Texte à examiner –
Grâce aux techniques électrophysiologiques comme l’électroencéphalographie ou la magnéto­encéphalographie, il est possible de saisir la dynamique temporelle fine de la prise de conscience, à l’échelle de la milliseconde. Trois événements caractéristiques se produisent, qui permettent de repérer à coup sûr ce moment de prise de conscience : une amplification soudaine et soutenue de la représentation initiale dans le réseau cérébral perceptif impliqué (par exemple les régions visuelles ou auditives) ; dans le même temps intervient une modification très spécifique d’un paramètre appelé puissance spectrale des neurones, qui décrit la contribution relative des principales ondes cérébrales (alpha, bêta, gamma, delta) au signal électrique d’ensemble du cerveau ; et, enfin, on note une augmentation concomitante de la connectivité fonctionnelle entre la région perceptive impliquée et les régions qui composent l’espace de travail global (en particulier les cortex pariétaux et préfrontaux). Ce scénario semble très général, et il faudra tester sa validité dans la prise de conscience de tous ces autres contenus plus difficiles à contrôler pour un expérimentateur : un souvenir, une émotion, une intention… Ainsi, nous commençons à savoir décrire assez finement la dynamique complexe de l’activité cérébrale qui caractérise nos états conscients.

Lorsque des aires cérébrales distantes se mettent à échanger de l’information cohérente, riche et variée, on a affaire à un cerveau conscient.

Que le cerveau comporte des signatures physiologiques de la conscience, c’est un fait. Mais qu’il soit suffisant à produire l’intégralité de l’expérience consciente, voilà qui est beaucoup moins certain.Mon équipe de recherche a récemment montré que lorsque nous prenons conscience d’un stimulus, non seulement notre cerveau présente les signatures décrites plus haut, mais nos pupilles se dilatent, notre cœur accélère. À l’école normale supérieure, l’équipe de Catherine Tallon-Baudry a récemment découvert que la façon dont notre cerveau sent et analyse les battements du cœur pourrait jouer un rôle dans notre conscience de soi. Alors, à quel point ces marqueurs somatiques (liés au corps) de notre vie mentale sont-ils nécessaires à notre vie consciente ?

Et le corps, dans tout ça ?

De la même manière, la conscience, et notamment la richesse de ses contenus, requiert très probablement des interactions sociales très précoces, ainsi qu’une histoire individuelle mais également intersubjective, et culturelle. À la suite de l’anthropologue François Flahault, il est absurde de penser le cerveau et la conscience comme isolés du monde environnant, et comme clivés des interactions avec ce monde qui leur permettent de se constituer. Flahault voit là une sorte de nouveau dualisme fondé, non pas sur une distinction radicale entre l’esprit et le corps, mais sur une distinction tout aussi radicale entre la conscience et le monde dans lequel le sujet se construit.

L’élucidation des relations entre le cerveau, le corps et l’environnement, notamment l’environnement humain et culturel, constitue l’une des grandes questions des sciences de la conscience, et devrait faire l’objet de travaux originaux et transdisciplinaires au cours des années à venir.

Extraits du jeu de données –

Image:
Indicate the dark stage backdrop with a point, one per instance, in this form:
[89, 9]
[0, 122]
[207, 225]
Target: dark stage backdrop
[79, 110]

...

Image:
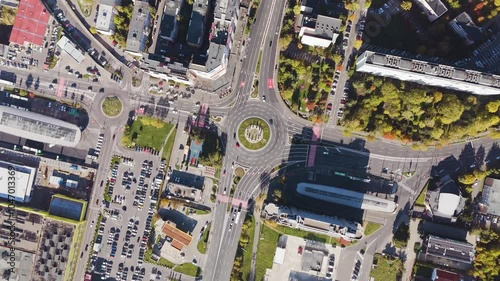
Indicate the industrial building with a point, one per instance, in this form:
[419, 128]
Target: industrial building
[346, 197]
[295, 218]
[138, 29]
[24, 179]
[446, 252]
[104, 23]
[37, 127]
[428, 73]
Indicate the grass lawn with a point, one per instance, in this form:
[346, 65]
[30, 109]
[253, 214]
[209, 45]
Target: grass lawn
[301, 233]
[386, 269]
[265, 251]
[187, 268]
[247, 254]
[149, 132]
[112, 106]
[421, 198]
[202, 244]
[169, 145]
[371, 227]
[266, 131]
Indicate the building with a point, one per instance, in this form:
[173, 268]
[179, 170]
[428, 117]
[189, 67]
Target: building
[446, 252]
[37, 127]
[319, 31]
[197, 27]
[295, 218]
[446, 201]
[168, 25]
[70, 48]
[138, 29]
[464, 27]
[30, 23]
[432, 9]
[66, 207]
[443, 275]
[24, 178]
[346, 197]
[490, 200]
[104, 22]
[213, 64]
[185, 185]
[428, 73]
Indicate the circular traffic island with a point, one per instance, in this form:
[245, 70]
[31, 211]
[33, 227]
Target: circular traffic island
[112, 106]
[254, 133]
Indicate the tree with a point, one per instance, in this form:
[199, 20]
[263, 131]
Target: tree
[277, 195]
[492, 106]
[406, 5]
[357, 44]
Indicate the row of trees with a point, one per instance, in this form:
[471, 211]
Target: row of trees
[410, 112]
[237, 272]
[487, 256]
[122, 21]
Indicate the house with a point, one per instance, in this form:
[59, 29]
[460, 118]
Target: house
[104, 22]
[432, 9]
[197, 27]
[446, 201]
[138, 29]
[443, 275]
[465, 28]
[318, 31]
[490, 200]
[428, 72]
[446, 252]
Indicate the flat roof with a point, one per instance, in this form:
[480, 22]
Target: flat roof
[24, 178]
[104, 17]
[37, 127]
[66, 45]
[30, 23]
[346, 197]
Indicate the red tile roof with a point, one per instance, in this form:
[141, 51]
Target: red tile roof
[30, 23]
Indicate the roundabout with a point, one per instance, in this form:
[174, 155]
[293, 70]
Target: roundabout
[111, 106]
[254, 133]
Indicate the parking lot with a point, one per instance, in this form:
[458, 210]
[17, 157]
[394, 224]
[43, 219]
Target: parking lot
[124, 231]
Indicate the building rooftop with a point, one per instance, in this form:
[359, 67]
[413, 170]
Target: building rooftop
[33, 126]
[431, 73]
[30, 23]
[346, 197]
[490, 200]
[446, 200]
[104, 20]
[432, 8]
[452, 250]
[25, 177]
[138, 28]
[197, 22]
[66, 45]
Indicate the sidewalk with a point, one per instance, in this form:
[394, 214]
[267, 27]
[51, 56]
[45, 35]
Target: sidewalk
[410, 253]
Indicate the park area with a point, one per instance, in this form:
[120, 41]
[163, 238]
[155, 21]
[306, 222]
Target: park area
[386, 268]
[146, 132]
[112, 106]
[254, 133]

--

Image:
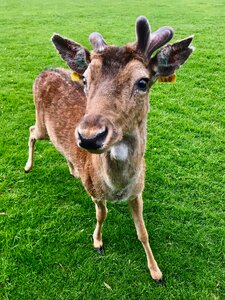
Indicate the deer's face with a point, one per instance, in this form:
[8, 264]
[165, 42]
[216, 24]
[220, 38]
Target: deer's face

Énoncé 1 –
Répondez aux questions suivantes à partir du texte sur la conscience.
(a) Quelles techniques électrophysiologiques permettent de saisir la dynamique temporelle de la prise de conscience à l'échelle de la milliseconde ?
(b) Quelles régions composent en particulier l'espace de travail global ?
(c) Quel anthropologue est cité au sujet du cerveau et de la conscience pensés comme isolés du monde environnant ?
Énoncé 2 – Modifiez le passage du texte sur la conscience qui commence aux mots "De la même manière, la" et s'arrête après "sujet se construit.", en y remplaçant "précoces" par "tardives".

Réponse 1 –
(a) L'électroencéphalographie et la magnétoencéphalographie.
(b) Les cortex pariétaux et préfrontaux.
(c) François Flahault.

Réponse 2 –
De la même manière, la conscience, et notamment la richesse de ses contenus, requiert très probablement des interactions sociales très tardives, ainsi qu’une histoire individuelle mais également intersubjective, et culturelle. À la suite de l’anthropologue François Flahault, il est absurde de penser le cerveau et la conscience comme isolés du monde environnant, et comme clivés des interactions avec ce monde qui leur permettent de se constituer. Flahault voit là une sorte de nouveau dualisme fondé, non pas sur une distinction radicale entre l’esprit et le corps, mais sur une distinction tout aussi radicale entre la conscience et le monde dans lequel le sujet se construit.